(Data excerpts)
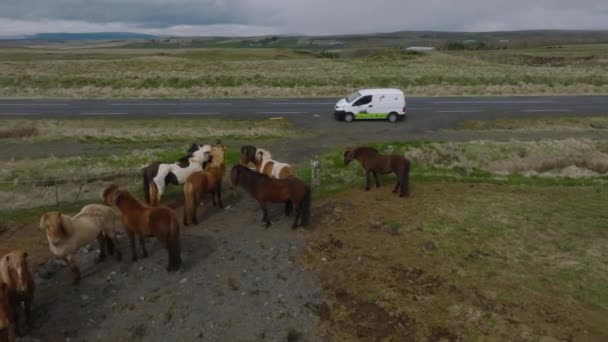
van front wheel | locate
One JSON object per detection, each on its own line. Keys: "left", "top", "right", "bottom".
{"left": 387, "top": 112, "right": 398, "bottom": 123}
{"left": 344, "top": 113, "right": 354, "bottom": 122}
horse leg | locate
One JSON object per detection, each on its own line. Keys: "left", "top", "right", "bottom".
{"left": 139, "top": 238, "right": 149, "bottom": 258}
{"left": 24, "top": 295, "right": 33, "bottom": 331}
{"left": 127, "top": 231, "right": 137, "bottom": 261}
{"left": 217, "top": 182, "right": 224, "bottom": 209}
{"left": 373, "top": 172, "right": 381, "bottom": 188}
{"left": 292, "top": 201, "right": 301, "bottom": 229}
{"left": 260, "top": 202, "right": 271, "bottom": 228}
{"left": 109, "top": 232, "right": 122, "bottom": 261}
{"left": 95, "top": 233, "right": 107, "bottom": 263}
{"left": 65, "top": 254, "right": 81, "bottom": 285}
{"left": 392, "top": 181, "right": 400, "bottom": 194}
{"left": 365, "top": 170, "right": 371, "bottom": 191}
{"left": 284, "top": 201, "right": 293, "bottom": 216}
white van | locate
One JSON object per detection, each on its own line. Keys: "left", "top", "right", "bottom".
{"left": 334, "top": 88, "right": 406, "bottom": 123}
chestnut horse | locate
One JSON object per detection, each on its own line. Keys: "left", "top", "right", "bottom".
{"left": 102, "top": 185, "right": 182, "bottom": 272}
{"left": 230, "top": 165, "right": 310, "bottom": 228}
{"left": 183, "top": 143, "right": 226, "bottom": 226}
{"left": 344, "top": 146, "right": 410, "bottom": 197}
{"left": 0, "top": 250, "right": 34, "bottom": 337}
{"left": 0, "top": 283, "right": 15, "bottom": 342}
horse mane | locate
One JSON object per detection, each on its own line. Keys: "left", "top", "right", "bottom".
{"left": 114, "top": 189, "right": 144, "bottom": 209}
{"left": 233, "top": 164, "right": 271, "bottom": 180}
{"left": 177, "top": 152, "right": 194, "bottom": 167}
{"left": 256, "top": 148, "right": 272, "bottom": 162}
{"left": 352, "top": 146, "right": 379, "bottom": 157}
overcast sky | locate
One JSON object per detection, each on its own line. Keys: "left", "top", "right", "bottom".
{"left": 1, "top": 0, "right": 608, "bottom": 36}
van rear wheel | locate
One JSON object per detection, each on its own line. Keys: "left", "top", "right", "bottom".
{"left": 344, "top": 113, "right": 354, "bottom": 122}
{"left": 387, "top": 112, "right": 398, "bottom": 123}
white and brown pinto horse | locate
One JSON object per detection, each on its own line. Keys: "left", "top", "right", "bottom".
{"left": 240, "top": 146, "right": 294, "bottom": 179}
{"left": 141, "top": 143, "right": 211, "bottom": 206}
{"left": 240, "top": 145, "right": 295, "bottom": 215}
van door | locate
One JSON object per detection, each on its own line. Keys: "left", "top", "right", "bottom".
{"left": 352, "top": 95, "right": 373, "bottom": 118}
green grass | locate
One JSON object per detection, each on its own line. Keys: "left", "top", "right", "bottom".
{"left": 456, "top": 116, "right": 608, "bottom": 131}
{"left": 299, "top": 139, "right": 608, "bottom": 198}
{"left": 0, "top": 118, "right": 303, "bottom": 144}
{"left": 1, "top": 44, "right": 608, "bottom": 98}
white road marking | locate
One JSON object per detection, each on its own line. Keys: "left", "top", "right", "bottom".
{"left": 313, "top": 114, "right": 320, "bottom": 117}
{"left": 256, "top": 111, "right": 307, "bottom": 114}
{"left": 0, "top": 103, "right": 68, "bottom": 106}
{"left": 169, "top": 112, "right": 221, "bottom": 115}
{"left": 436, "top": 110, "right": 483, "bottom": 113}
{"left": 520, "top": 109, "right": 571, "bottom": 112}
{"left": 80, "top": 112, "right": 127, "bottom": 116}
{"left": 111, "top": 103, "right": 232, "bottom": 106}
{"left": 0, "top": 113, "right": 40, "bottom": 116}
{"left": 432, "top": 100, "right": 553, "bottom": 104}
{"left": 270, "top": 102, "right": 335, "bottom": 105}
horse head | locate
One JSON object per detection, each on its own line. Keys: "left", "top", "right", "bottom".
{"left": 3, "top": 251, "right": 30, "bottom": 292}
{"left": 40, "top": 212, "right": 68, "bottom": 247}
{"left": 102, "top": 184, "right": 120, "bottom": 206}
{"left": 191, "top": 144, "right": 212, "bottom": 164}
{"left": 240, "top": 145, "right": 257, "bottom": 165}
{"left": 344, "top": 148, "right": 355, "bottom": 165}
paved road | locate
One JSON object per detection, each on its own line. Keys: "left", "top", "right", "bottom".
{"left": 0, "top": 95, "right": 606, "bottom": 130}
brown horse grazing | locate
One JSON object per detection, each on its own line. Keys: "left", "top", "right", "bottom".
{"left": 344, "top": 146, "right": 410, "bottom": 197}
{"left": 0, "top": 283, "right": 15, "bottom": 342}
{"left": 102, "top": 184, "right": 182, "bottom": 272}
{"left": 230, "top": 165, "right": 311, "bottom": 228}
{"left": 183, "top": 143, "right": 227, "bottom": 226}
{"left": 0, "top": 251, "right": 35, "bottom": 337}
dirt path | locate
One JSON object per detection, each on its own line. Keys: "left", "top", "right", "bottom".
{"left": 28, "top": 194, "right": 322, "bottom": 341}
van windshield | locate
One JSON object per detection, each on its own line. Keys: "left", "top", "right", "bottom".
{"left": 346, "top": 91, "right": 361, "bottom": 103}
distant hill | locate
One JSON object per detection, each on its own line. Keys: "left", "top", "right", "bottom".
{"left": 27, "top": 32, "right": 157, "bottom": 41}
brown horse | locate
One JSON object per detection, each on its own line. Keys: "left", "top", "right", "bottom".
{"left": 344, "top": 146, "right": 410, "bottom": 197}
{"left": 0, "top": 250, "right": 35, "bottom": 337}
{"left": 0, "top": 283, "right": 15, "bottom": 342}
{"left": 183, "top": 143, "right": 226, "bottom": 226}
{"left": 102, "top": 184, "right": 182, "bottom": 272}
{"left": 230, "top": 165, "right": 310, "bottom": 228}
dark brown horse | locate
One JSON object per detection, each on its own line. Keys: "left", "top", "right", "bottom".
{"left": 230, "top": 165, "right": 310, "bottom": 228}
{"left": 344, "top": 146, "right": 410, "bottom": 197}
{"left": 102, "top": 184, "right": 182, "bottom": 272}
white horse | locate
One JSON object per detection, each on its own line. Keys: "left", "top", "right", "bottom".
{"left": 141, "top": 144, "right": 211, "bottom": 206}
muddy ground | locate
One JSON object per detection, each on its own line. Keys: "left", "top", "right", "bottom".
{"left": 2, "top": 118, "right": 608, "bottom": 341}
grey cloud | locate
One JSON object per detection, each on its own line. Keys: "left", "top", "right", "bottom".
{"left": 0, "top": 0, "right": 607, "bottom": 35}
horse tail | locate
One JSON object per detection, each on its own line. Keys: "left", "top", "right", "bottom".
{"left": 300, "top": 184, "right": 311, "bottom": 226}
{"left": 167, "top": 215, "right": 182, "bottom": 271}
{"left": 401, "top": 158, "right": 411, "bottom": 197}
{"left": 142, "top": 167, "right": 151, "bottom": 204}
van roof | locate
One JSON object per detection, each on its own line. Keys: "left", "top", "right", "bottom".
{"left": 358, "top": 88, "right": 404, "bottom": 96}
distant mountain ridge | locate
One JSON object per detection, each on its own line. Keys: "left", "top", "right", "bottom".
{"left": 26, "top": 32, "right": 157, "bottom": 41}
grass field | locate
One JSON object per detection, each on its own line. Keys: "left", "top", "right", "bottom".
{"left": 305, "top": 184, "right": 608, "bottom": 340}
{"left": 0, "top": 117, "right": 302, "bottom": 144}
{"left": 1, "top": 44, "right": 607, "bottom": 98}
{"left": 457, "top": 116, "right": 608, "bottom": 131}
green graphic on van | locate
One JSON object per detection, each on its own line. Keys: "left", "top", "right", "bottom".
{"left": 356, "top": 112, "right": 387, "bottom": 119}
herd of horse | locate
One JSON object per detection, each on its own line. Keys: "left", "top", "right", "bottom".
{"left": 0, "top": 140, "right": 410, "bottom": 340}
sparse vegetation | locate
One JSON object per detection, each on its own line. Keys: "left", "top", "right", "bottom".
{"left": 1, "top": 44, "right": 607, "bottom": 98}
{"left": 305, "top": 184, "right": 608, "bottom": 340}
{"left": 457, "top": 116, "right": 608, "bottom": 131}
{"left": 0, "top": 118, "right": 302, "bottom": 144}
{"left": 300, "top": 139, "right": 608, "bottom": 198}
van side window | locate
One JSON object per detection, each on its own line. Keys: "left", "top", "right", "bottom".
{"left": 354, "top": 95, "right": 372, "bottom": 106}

Task details: All lines of the entries containing the string "grass" must be shown in full.

Reply to the task:
green grass | locate
grass field | locate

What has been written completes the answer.